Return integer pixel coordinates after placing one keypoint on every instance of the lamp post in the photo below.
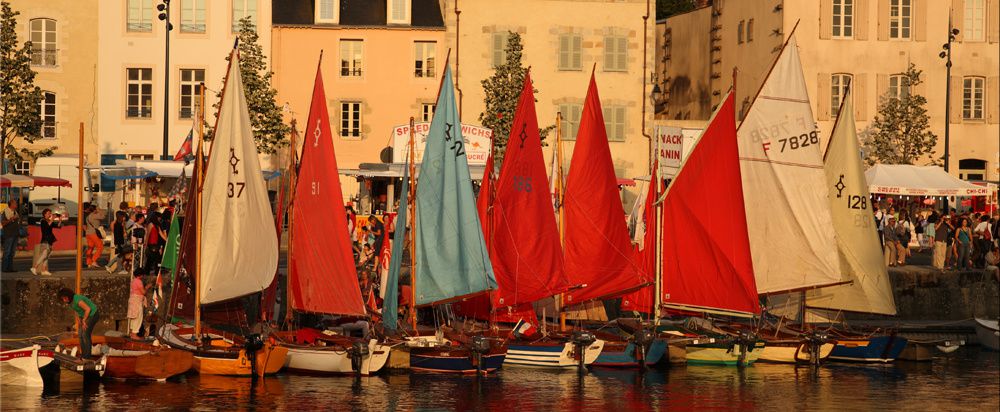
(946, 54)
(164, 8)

========

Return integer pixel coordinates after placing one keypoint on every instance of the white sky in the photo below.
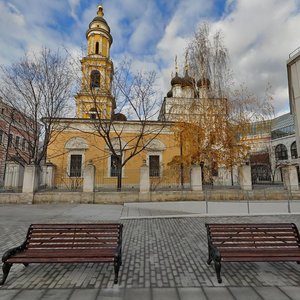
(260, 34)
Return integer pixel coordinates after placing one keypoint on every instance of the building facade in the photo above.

========

OBJECTIVE - Render the material from the line containing "sky in the photo below." through the line containing "the photo above." as a JSON list of strings, one string per line, with blank lines skipped and the pictures left out.

RESPONSE BELOW -
[
  "Return integer pixel coordinates after placing one keypoint on every instance of the white sky in the photo below.",
  "(260, 34)",
  "Return integer pixel coordinates after placing one keypoint on every instance of the building facade in the photo above."
]